>>

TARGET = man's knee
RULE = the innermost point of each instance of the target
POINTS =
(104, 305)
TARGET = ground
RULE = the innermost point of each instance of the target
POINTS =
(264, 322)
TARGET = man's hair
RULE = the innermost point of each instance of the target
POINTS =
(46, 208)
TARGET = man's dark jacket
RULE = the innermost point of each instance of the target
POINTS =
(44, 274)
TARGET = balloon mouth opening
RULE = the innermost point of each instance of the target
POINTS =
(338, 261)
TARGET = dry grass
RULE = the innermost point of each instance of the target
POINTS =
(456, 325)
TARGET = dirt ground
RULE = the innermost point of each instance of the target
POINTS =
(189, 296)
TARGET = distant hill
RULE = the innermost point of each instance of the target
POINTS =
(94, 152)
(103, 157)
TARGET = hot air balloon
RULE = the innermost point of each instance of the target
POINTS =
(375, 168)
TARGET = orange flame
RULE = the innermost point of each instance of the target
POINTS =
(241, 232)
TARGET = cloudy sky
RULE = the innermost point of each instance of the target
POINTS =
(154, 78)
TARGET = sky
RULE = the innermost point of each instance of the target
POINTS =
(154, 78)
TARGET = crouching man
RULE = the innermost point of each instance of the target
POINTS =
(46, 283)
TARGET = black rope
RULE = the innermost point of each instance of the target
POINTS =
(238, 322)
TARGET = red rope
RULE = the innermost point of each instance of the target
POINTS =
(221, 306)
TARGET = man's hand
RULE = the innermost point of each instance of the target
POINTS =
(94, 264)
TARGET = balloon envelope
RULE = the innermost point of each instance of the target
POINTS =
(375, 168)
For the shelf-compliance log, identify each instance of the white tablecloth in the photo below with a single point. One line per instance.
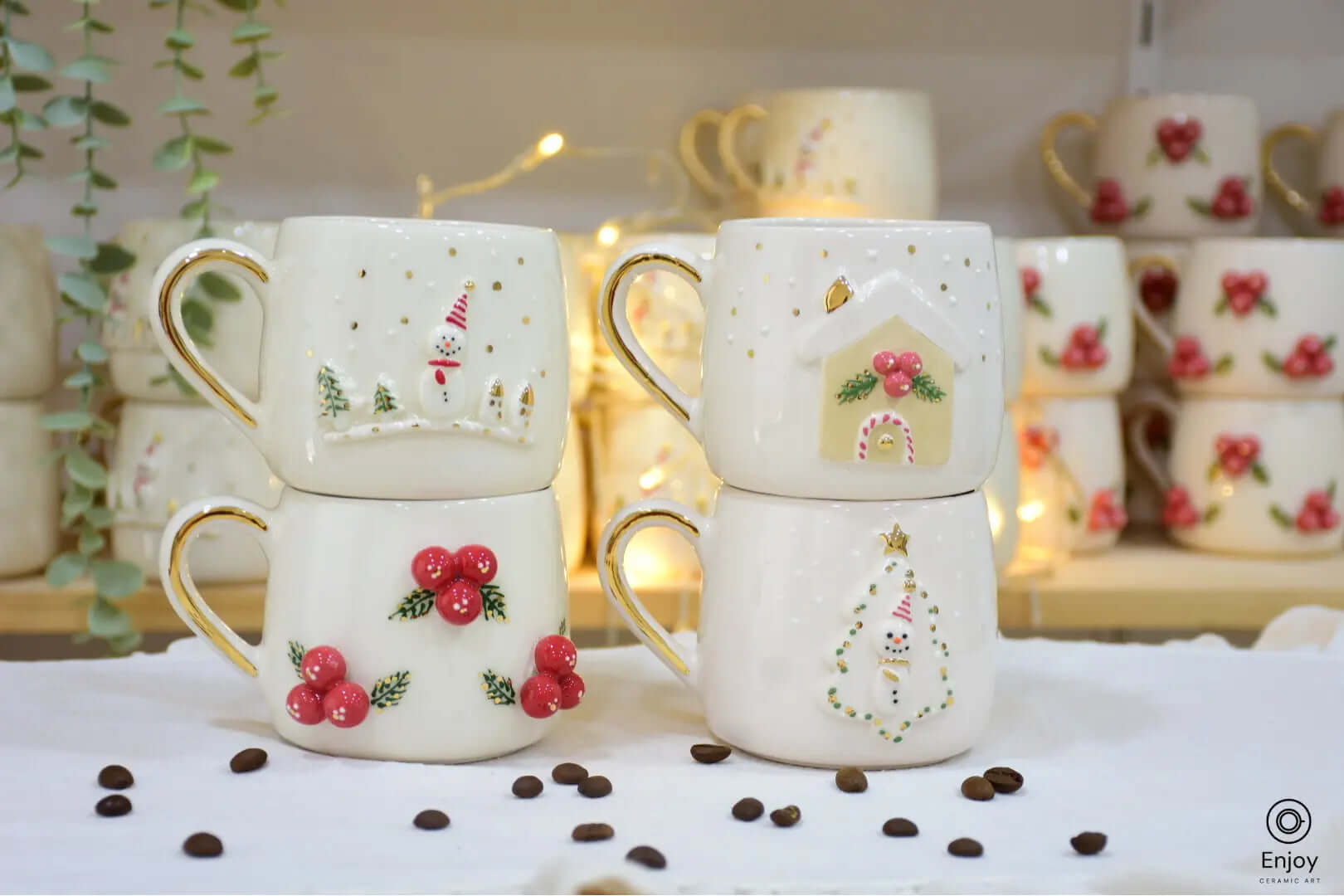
(1175, 752)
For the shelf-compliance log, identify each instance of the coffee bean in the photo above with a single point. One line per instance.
(710, 754)
(112, 805)
(899, 828)
(1004, 779)
(527, 786)
(202, 845)
(1089, 843)
(977, 787)
(431, 820)
(967, 848)
(569, 772)
(593, 830)
(852, 781)
(249, 759)
(116, 778)
(747, 809)
(596, 786)
(647, 856)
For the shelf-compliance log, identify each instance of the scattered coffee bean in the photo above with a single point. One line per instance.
(431, 820)
(852, 781)
(647, 856)
(202, 845)
(596, 786)
(899, 828)
(967, 848)
(112, 805)
(527, 786)
(593, 830)
(710, 754)
(747, 809)
(1089, 843)
(977, 787)
(569, 772)
(116, 778)
(1004, 779)
(249, 759)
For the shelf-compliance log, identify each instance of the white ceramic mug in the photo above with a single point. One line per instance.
(1166, 165)
(832, 633)
(168, 455)
(28, 305)
(401, 359)
(834, 353)
(136, 366)
(1328, 141)
(1077, 328)
(1257, 319)
(1249, 476)
(835, 153)
(435, 611)
(28, 490)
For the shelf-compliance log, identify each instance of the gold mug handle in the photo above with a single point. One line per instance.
(175, 572)
(611, 553)
(169, 328)
(1273, 178)
(1054, 164)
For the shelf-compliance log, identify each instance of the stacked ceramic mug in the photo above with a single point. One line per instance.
(413, 395)
(851, 391)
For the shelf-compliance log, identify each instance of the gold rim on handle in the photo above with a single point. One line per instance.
(179, 342)
(1054, 164)
(179, 579)
(620, 592)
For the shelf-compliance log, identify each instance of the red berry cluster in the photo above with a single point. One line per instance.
(455, 579)
(555, 684)
(899, 371)
(325, 694)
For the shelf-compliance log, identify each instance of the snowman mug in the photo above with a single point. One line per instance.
(399, 359)
(411, 631)
(847, 359)
(871, 646)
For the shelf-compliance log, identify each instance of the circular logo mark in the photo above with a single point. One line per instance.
(1288, 821)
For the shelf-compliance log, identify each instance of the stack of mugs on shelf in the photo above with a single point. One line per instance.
(413, 397)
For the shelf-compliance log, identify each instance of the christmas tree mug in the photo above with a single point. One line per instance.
(847, 359)
(399, 359)
(832, 633)
(410, 631)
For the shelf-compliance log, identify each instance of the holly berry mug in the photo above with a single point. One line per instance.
(1257, 319)
(832, 633)
(399, 359)
(411, 631)
(856, 359)
(1077, 329)
(1248, 476)
(1166, 165)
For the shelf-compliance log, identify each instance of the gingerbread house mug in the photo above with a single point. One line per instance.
(399, 359)
(413, 631)
(871, 646)
(1166, 165)
(858, 359)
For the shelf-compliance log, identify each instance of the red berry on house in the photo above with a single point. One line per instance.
(304, 705)
(435, 567)
(479, 563)
(572, 691)
(346, 704)
(541, 696)
(460, 602)
(555, 655)
(321, 668)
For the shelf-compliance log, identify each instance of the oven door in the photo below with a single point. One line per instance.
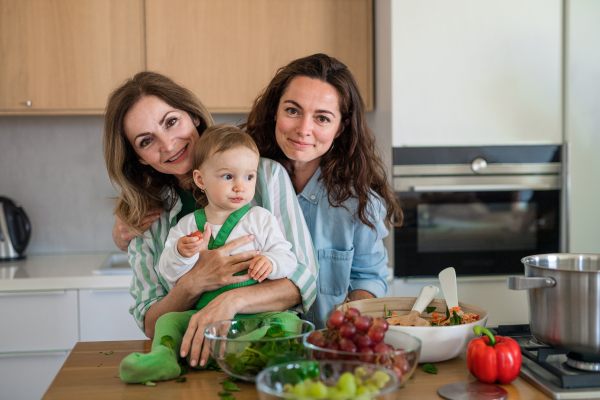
(478, 225)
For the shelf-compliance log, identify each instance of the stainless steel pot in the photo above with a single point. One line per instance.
(564, 299)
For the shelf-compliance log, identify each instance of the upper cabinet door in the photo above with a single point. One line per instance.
(65, 56)
(475, 72)
(227, 51)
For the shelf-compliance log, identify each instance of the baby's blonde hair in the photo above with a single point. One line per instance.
(216, 139)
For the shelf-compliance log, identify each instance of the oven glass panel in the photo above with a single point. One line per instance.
(477, 233)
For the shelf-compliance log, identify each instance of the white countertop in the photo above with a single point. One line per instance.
(60, 272)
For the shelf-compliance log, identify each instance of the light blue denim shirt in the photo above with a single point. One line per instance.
(351, 255)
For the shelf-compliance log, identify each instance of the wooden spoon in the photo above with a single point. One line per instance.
(425, 296)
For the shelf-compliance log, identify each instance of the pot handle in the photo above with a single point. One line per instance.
(524, 283)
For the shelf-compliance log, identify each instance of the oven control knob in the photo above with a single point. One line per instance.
(479, 165)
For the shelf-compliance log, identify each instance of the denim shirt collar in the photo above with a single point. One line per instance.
(312, 190)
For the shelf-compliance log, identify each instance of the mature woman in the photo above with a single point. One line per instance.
(151, 126)
(311, 119)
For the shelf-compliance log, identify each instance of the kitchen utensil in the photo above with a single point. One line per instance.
(564, 294)
(425, 296)
(439, 343)
(270, 382)
(229, 339)
(15, 230)
(405, 358)
(448, 283)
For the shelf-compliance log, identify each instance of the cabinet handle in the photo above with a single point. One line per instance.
(36, 354)
(47, 293)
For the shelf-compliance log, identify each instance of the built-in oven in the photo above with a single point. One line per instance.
(478, 209)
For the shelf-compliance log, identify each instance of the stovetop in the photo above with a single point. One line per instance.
(546, 367)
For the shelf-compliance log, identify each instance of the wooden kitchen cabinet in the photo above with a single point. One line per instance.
(227, 51)
(65, 56)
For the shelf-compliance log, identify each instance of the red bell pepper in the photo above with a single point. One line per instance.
(492, 359)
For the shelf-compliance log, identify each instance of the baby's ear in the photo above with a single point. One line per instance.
(198, 178)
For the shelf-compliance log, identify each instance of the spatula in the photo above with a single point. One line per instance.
(425, 296)
(448, 284)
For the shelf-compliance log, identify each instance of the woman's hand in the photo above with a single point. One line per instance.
(221, 308)
(121, 234)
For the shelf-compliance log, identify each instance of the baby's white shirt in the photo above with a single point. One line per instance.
(268, 238)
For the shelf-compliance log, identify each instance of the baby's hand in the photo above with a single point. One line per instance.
(260, 268)
(191, 244)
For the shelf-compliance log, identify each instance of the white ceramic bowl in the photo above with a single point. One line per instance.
(439, 343)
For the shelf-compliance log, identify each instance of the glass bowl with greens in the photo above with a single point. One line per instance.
(326, 379)
(243, 347)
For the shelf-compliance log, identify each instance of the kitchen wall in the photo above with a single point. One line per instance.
(55, 168)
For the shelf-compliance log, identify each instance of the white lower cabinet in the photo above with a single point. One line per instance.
(27, 376)
(104, 315)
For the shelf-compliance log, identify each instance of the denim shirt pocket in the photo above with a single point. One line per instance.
(334, 271)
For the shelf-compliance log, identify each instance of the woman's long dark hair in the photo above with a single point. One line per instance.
(353, 167)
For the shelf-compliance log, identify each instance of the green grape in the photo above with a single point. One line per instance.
(347, 384)
(318, 390)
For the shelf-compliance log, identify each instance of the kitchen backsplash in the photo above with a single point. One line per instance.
(55, 168)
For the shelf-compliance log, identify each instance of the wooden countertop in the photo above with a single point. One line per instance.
(88, 373)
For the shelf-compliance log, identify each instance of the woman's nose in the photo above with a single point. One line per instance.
(305, 126)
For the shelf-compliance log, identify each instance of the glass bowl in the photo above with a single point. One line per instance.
(402, 361)
(241, 349)
(271, 381)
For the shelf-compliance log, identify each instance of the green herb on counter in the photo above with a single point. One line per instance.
(168, 342)
(430, 369)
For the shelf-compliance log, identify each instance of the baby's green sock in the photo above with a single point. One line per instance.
(161, 363)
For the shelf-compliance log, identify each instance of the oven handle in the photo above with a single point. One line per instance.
(482, 188)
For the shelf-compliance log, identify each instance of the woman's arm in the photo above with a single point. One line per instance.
(369, 266)
(276, 193)
(277, 295)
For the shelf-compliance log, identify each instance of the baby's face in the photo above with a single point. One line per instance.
(229, 178)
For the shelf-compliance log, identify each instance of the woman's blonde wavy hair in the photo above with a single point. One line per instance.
(139, 185)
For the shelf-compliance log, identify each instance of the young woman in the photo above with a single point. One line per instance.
(151, 126)
(311, 119)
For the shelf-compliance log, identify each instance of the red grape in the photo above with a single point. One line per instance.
(381, 348)
(364, 341)
(362, 323)
(347, 345)
(366, 355)
(376, 334)
(336, 318)
(382, 323)
(351, 314)
(348, 330)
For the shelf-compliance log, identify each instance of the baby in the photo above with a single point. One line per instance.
(226, 160)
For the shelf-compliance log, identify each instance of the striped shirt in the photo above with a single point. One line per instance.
(274, 191)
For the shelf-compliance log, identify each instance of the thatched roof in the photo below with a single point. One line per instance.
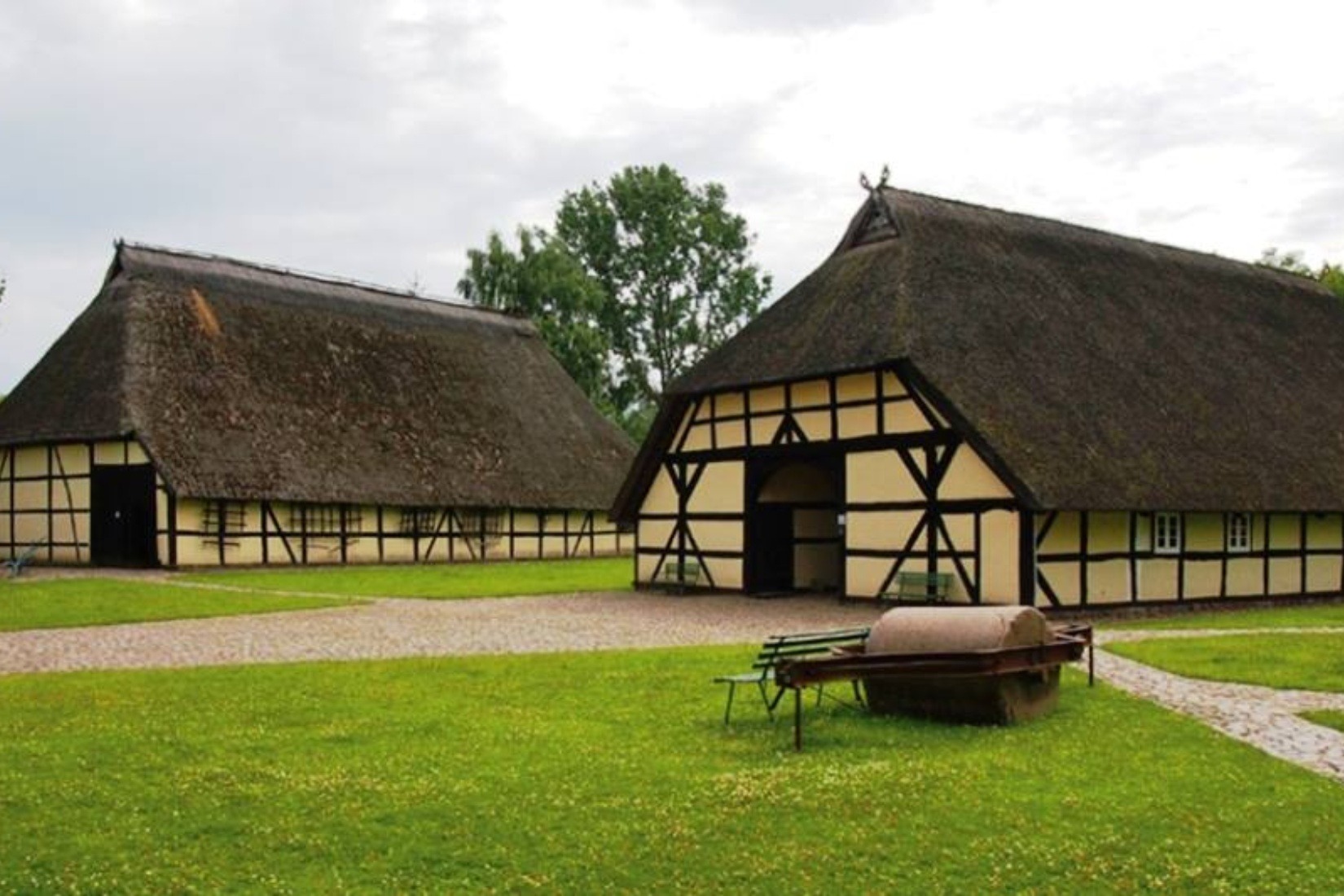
(1100, 371)
(246, 382)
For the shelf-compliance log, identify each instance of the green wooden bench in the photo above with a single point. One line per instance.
(15, 564)
(679, 575)
(930, 587)
(789, 647)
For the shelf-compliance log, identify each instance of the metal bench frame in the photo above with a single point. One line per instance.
(787, 648)
(16, 564)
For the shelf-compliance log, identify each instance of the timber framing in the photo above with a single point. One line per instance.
(47, 486)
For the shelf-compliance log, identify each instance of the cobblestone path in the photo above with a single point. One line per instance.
(1263, 718)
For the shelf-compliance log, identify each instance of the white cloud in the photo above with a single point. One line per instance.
(380, 140)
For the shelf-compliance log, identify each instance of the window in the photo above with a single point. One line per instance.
(1167, 532)
(1238, 532)
(419, 520)
(221, 521)
(324, 519)
(487, 523)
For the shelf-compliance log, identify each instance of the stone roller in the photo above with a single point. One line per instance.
(972, 696)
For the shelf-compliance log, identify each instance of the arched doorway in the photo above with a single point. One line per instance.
(794, 542)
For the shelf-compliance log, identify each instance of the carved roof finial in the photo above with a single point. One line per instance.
(879, 199)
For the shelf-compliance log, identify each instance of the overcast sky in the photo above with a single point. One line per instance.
(380, 140)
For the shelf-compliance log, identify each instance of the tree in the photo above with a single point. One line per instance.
(545, 283)
(640, 279)
(1332, 275)
(675, 269)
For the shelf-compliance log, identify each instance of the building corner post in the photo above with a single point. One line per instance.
(1026, 558)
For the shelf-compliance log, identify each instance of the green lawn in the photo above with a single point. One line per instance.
(440, 581)
(1309, 661)
(1329, 718)
(86, 602)
(1309, 616)
(612, 773)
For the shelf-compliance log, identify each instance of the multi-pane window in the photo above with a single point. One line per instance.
(222, 521)
(487, 523)
(419, 520)
(324, 519)
(1240, 532)
(1167, 532)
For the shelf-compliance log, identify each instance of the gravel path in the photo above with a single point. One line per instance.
(1263, 718)
(398, 627)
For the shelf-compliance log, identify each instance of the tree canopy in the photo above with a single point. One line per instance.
(640, 279)
(545, 283)
(1329, 275)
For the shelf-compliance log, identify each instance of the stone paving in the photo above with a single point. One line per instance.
(399, 627)
(1263, 718)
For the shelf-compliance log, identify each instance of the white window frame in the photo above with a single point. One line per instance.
(1238, 532)
(1167, 535)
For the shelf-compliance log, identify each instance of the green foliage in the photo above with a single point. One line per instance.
(1332, 275)
(612, 773)
(1319, 614)
(676, 269)
(438, 581)
(543, 283)
(1308, 661)
(641, 277)
(88, 602)
(1333, 279)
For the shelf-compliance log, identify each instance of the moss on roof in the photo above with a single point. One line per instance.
(246, 382)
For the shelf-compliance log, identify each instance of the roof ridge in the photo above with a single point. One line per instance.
(327, 279)
(1098, 231)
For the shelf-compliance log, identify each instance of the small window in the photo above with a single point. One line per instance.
(1238, 532)
(324, 519)
(222, 521)
(419, 520)
(1167, 532)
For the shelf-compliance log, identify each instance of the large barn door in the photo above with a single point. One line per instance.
(122, 516)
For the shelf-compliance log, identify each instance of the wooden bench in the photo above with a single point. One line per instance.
(791, 647)
(930, 587)
(16, 564)
(680, 574)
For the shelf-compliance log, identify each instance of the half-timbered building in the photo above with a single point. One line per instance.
(207, 411)
(1046, 413)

<<

Repeat the line containing "For the shelf-compliance log, identify each instance of the roof" and all subsequent lines through the final line of the data, exactly and with no others.

# Task result:
For the shelf-compliance log, identify each instance of the roof ridge in the photo above with a single point. One line per instance.
(327, 279)
(1098, 231)
For the shelf-compliance log, identify each instance of the small window in the photo above with a single point. One line per instance.
(1238, 532)
(324, 519)
(222, 521)
(419, 520)
(1167, 532)
For the shelf-compliance log, identify each instance of the large barn door in the photo above with a single point. One line per instance.
(122, 516)
For the shelf-compliance log, identify each instance of the wooden bench in the photo above with a single point. One line per instance.
(791, 647)
(930, 587)
(16, 564)
(680, 574)
For the shelf-compliance log, identify each instance of the half-timbered building in the photo above with a single point. One line per instance.
(207, 411)
(1046, 413)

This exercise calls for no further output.